• What the exercise asks: Using the article below on the hospital kickback settlement, decide whether each statement agrees with it: (a) the parties agreed to pay $72.3 million, (b) Tenet owns all of USPI, (c) the alleged false claims went to Medicare, Medicaid and TRICARE. Answer yes or no for each, and quote the deciding words of the article.

• Document section:
● ● ● ● ● ● ●
An Oklahoma specialty hospital affiliated with Tenet Healthcare was among parties that agreed to pay $72.3 million to settle a whistleblower lawsuit involving alleged kickbacks to surgeons.
The Department of Justice (DOJ) announced this week that the Oklahoma Center for Orthopaedic and Multi-Specialty Surgery (OCOM)—as well as its part-owner management company, which includes USP OKC and USP OKC Manager (USPI), Southwest Orthopaedic Specialists (SOS) and two SOS physicians—agreed to the settlement to resolve of false claims. Tenet owns 95% of USPI.
The DOJ alleged improper relationships between OCOM and SOS resulted in the submission of false claims to the Medicare, Medicaid and TRICARE programs.
"Offering illegal financial incentives to physicians in return for patient referrals undermines the integrity of our health care system," said acting Assistant Attorney General Ethan P. Davis of the DOJ's Civil Division in a statement. "Patients deserve the independent and objective judgment of their health care professionals."
● ● ● ● ● ● ●
• Extracted data:

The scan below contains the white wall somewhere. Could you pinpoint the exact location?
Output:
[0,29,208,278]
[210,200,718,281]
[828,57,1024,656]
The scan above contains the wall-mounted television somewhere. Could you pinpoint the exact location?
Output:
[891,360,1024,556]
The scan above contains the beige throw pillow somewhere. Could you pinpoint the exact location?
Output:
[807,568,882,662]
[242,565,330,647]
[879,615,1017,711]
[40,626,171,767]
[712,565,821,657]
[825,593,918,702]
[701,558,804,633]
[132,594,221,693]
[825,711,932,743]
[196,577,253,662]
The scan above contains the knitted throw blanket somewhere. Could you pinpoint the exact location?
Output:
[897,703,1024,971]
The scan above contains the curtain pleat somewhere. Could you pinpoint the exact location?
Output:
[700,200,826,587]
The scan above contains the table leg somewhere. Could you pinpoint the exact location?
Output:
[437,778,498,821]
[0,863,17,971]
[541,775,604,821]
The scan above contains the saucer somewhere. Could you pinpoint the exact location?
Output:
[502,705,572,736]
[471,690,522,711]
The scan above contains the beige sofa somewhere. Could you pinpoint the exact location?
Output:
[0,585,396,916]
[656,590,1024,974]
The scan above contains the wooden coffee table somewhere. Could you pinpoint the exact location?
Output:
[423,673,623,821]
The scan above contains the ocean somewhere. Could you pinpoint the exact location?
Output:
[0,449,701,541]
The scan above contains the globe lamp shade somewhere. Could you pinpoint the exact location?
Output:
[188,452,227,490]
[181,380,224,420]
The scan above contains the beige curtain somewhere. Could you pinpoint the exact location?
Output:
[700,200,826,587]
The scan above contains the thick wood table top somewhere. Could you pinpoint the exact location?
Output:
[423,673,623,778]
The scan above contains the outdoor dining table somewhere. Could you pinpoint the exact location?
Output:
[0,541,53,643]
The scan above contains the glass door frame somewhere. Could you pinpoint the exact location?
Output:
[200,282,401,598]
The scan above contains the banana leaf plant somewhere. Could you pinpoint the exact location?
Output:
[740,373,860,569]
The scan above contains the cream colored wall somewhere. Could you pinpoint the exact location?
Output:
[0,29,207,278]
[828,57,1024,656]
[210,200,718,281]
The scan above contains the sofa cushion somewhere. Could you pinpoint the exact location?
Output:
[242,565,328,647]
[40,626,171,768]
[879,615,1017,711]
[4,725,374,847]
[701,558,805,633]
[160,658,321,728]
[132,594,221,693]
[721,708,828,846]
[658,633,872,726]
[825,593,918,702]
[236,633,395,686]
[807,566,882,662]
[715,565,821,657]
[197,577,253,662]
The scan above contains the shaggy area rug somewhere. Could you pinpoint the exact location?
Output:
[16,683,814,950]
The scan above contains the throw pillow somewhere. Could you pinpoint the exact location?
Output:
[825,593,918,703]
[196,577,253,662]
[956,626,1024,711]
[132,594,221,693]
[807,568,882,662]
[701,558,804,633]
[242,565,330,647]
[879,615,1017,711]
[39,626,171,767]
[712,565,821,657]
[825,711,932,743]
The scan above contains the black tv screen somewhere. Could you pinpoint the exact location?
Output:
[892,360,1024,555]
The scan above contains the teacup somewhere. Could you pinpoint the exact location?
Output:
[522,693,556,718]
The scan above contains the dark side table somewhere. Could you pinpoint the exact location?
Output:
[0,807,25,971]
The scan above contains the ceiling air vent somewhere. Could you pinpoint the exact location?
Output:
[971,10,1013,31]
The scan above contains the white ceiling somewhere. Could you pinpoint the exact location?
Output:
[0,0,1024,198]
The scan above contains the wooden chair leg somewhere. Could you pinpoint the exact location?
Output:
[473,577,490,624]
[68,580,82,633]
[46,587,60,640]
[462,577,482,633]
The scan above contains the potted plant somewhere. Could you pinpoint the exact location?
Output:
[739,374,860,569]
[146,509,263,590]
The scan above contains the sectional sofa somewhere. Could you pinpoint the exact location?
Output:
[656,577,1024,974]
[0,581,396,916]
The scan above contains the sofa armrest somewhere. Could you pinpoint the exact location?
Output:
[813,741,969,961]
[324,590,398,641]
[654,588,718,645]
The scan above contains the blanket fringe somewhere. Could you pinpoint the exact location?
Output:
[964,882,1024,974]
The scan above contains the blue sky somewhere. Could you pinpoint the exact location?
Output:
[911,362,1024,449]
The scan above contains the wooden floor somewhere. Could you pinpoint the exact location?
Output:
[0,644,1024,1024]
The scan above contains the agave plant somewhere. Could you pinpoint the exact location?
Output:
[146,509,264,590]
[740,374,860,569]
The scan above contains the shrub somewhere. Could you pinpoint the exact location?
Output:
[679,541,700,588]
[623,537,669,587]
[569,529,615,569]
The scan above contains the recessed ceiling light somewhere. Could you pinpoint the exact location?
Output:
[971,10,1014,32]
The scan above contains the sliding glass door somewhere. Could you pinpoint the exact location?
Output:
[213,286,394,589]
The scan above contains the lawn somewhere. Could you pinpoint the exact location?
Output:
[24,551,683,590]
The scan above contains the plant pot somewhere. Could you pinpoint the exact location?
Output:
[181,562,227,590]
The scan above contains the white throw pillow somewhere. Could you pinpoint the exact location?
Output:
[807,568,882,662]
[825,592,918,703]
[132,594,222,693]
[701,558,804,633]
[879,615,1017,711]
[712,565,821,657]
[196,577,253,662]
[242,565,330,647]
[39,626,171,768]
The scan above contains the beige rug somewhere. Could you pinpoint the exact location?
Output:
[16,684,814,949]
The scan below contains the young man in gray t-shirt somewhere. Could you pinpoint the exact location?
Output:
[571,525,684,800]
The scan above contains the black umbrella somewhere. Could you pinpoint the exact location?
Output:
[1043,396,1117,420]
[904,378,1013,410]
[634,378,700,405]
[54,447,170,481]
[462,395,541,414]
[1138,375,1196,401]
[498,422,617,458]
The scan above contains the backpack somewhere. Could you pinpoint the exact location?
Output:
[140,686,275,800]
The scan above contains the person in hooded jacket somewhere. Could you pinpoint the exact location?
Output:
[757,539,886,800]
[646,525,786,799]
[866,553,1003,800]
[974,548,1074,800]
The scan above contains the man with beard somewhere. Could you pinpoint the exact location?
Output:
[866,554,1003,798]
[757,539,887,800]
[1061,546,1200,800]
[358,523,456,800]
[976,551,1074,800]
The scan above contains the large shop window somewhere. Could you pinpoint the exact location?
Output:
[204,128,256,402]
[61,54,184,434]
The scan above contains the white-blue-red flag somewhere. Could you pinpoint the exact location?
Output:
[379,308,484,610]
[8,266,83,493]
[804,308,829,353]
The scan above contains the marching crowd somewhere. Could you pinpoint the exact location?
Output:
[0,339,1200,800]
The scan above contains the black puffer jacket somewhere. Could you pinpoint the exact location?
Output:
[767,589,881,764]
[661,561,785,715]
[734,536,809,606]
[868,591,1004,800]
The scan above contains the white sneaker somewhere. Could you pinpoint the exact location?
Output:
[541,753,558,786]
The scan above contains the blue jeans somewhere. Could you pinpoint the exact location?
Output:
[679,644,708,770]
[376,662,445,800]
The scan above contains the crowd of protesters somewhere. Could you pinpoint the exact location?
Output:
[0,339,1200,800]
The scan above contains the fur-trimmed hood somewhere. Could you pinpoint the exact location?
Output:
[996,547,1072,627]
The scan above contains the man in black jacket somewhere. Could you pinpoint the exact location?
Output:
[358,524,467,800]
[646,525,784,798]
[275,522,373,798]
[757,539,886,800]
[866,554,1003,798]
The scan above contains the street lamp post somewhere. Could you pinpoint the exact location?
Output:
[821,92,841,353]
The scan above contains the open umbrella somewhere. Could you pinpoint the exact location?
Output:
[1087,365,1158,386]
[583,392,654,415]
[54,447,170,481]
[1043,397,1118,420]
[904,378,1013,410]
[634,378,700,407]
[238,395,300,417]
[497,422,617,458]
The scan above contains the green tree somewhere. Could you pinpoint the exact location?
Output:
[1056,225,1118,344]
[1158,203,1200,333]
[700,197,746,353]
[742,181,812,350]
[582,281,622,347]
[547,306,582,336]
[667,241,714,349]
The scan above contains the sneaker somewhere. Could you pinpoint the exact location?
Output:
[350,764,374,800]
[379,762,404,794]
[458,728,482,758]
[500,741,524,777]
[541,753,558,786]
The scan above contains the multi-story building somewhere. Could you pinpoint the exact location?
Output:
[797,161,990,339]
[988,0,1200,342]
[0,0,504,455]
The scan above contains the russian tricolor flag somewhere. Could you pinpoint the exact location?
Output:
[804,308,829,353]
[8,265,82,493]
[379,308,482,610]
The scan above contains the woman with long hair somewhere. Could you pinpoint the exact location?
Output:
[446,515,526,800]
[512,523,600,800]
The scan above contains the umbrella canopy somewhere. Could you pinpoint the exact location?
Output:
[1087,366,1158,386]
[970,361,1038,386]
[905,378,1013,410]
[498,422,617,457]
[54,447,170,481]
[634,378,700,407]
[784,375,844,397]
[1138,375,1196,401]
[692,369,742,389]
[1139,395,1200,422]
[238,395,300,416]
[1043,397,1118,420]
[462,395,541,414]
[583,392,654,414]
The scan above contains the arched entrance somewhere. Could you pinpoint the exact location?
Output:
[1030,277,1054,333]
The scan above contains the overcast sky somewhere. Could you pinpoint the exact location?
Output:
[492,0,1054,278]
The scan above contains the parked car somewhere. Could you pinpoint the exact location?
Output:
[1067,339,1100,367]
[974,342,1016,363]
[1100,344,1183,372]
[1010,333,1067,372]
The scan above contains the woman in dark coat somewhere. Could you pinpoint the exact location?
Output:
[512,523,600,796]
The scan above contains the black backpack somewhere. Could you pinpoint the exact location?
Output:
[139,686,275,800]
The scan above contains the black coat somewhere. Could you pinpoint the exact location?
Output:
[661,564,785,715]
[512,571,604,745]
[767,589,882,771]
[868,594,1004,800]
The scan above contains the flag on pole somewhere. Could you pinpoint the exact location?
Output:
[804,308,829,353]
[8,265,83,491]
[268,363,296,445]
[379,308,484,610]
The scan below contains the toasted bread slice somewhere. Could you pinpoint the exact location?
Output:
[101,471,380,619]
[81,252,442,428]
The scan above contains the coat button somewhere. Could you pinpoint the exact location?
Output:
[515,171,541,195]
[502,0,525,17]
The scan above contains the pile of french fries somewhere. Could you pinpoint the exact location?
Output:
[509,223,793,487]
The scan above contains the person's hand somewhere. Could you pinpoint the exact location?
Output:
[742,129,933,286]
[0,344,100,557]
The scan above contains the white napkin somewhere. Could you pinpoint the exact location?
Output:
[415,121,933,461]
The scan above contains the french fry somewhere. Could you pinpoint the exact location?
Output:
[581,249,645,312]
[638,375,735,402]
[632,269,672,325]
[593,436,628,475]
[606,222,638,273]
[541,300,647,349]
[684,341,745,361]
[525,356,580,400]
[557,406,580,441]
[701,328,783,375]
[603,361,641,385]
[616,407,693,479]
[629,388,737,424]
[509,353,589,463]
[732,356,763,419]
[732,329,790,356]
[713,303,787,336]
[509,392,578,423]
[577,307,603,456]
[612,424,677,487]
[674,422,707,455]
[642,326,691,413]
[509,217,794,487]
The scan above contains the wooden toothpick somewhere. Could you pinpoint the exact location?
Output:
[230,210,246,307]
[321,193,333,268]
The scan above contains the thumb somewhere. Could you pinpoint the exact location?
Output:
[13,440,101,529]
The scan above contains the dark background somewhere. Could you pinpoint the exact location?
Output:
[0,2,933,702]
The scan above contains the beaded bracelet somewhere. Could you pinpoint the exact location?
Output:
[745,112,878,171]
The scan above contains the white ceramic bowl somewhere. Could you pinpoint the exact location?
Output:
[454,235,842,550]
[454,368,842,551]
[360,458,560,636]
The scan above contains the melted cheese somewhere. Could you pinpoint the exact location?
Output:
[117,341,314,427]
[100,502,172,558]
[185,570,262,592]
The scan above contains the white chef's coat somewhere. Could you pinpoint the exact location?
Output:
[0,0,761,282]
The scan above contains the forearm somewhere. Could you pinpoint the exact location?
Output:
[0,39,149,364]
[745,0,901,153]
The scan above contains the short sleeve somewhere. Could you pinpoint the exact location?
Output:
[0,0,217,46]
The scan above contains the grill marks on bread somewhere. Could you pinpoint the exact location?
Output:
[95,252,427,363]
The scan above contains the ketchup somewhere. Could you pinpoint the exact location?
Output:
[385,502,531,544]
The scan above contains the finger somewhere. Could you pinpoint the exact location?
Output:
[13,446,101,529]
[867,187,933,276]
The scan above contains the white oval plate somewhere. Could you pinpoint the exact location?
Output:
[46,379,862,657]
● ● ● ● ● ● ●
• Problem solution:
(a) Yes: "agreed to pay $72.3 million to settle a whistleblower lawsuit"
(b) No: "Tenet owns 95% of USPI."
(c) Yes: "the submission of false claims to the Medicare, Medicaid and TRICARE programs"